**INPUT**:
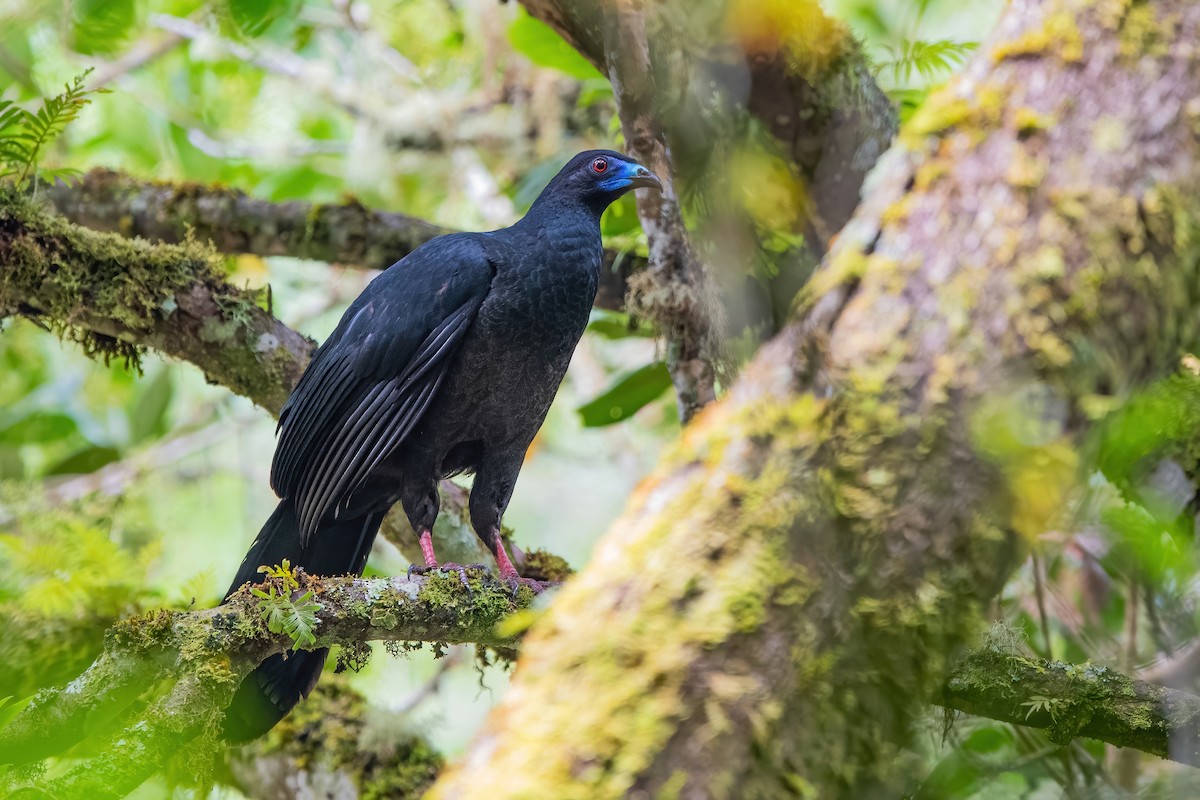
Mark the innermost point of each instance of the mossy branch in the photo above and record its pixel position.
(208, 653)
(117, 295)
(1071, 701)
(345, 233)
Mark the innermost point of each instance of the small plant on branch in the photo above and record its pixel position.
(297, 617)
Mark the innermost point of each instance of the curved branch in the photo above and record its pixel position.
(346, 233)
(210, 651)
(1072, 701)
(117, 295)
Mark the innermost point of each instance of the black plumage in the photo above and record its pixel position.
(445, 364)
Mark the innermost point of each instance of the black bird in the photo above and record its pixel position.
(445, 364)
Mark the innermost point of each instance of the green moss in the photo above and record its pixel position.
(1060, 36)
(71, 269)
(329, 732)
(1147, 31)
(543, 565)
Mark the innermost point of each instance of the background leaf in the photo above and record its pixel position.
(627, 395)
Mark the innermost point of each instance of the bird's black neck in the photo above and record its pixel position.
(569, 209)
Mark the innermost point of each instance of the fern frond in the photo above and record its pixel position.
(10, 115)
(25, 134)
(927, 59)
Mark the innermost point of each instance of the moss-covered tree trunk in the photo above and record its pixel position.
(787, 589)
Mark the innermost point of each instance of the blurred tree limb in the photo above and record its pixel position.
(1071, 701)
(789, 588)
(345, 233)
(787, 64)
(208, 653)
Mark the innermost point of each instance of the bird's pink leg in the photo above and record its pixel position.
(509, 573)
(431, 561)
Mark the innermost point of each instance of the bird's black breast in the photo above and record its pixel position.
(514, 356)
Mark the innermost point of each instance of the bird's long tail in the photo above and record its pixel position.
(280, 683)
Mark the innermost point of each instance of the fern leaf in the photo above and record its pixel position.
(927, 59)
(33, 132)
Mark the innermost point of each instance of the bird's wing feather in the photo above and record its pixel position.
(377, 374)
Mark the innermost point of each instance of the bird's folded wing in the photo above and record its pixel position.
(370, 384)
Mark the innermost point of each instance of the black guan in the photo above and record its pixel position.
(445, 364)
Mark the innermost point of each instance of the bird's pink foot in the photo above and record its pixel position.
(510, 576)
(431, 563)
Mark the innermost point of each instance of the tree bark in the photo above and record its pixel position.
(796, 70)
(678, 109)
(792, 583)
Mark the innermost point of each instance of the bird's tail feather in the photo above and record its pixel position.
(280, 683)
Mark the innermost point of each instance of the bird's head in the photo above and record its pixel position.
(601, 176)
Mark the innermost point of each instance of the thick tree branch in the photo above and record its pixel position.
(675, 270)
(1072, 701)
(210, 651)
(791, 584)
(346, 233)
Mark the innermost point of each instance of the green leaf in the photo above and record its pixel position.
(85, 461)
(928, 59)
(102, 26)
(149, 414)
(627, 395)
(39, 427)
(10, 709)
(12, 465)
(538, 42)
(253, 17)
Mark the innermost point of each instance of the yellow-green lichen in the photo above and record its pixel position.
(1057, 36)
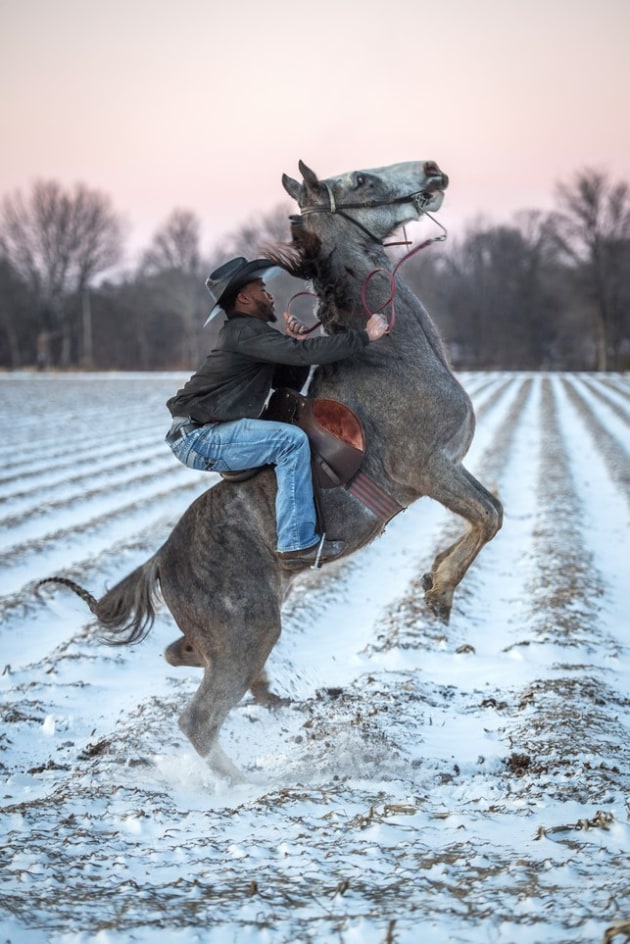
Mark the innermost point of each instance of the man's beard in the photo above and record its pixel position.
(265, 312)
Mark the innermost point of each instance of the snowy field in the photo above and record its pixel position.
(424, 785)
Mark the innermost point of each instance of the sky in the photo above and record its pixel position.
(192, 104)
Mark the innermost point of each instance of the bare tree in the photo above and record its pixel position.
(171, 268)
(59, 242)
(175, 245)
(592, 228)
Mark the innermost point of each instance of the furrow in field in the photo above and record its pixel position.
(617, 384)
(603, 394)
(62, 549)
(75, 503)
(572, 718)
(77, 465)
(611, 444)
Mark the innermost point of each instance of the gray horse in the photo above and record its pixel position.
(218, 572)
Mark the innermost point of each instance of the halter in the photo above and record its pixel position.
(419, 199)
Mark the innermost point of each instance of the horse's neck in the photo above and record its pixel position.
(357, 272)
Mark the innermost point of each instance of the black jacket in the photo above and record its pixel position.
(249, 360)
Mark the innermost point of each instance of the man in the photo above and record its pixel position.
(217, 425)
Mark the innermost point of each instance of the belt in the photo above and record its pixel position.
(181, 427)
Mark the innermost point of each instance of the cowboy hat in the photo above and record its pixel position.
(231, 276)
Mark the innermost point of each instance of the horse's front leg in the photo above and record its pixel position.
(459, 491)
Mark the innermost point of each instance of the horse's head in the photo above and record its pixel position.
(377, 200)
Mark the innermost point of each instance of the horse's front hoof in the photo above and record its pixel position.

**TASK GOAL**: Transcribe every record above exactly as written, leaving out any pictures.

**RESULT**:
Mark the innermost point of each instance of the mossy branch in the photo above and record its pixel position.
(208, 653)
(117, 295)
(1071, 701)
(345, 233)
Mark the innermost point of each instance of the small plant on branch in the photo above and record its pixel position.
(297, 617)
Mark the innermost point of each instance of the curved branch in the photo above and record its pixel position.
(346, 233)
(210, 651)
(1072, 701)
(117, 295)
Mark the innermost point of each instance of the black plumage in the photo above and record its pixel position.
(445, 364)
Mark the innermost point of each instance of the black bird in the photo above and record its pixel position.
(445, 364)
Mark the innermost point of each instance of the green moss in the photo above and record its pixel position.
(1060, 36)
(71, 269)
(329, 732)
(1147, 31)
(543, 565)
Mark the innermost point of each instance of the background leaf in the photo above and record its pixel position.
(627, 395)
Mark the innermost point of each instance of the bird's black neck in the photo above and record its pixel position.
(569, 209)
Mark the innermost point of each instance of the fern frond in the photo above and record its pixel position.
(10, 115)
(25, 134)
(927, 59)
Mark the innermost point of each instance of the moss-covered tree trunk in the photo above and record its pixel position.
(787, 589)
Mark the innermost point of each instance of the blurred tree limb in the photo above and record its pixel position.
(1071, 701)
(789, 588)
(345, 233)
(787, 64)
(208, 653)
Mark the innermost point of each instance of the bird's pink leg in the photo above and record its pixel position.
(509, 573)
(431, 561)
Mark the innermost point of each instance of the bird's black breast in the photo above and record its pixel position.
(514, 356)
Mark the innermost point of each instance of the bird's long tail in the photo above and record its pixel position.
(280, 683)
Mark the innermost point of each instance of the fern leaf in the photo above and record its pixel position.
(927, 59)
(33, 132)
Mark the innermost point of each instance of the bird's wing feather in the photo above and record its pixel position.
(377, 374)
Mark the innermost point of each instance of the bird's folded wing in the photo above and record its pixel position.
(370, 384)
Mark the innermost point of each instance of the black guan in the photo above and record its pixel position.
(445, 364)
Mark the innermost point of each instance of the bird's pink foot in the photo above and record its pixel position.
(510, 576)
(431, 563)
Mark the innermost point of each instance of the tree bark in the photo above and record its pixel position.
(796, 70)
(678, 109)
(792, 583)
Mark the innermost point of each instance of the bird's tail feather in the photo above and record its pixel position.
(280, 683)
Mark the innermost point of each instance of the bird's head in the photo above and record its pixel position.
(601, 176)
Mark the innermost point of each instance of the thick tree branch in the photo above and record its pixel position.
(675, 270)
(1072, 701)
(210, 651)
(791, 584)
(346, 233)
Mark the innermost point of each instance of the green leaf in the photo above and record its pixel position.
(85, 461)
(928, 59)
(102, 26)
(149, 414)
(627, 395)
(39, 427)
(10, 709)
(12, 465)
(538, 42)
(253, 17)
Mark the innermost point of each instance of the yellow-green lichen in the photo above and record its pixel position.
(1057, 36)
Mark the innermost point of each instance of the man's beard in the photo above and record its pixel position.
(265, 312)
Mark the innermost point of each instance of the snowy field in the photo above and record its pixel position.
(424, 785)
Mark the innermost point of each instance of the sky in the photo above and record its pixel position.
(192, 104)
Mark the innermost point of each instance of the bare tree in the photo above and record its pixel position.
(171, 268)
(59, 242)
(175, 245)
(592, 228)
Mark the innermost point of each instance of the furrow in field in the photo above and record its pixel position.
(617, 384)
(603, 394)
(62, 549)
(75, 503)
(572, 718)
(77, 465)
(611, 444)
Mark the innermost point of each instance of the gray horse in the photo above and record its pixel position.
(218, 572)
Mark the innermost point of each instance of the halter in the photo above and record its pixel position.
(419, 199)
Mark the innermost point of each instance of the horse's neck in the photo above and record its pixel position.
(357, 272)
Mark the innermost point of each instance of the black jacket in the photo above and record its pixel position.
(249, 360)
Mark the innermost point of each instance of the man in the photo above and record its pixel position.
(217, 425)
Mark the innermost point of each instance of the belt in the photo above and record its pixel position.
(181, 427)
Mark the innermost point of each instance of the cowboy hat in the photo above and record its pixel position.
(231, 276)
Mark the innermost point of each instance of the horse's front leg in the photo above and record its pixel position.
(459, 491)
Mark the innermost point of each instance of the horse's head in the photo above and record its pixel position.
(377, 200)
Mark the innermost point of each instance of the horse's front hoof in the photo above and record its pixel position.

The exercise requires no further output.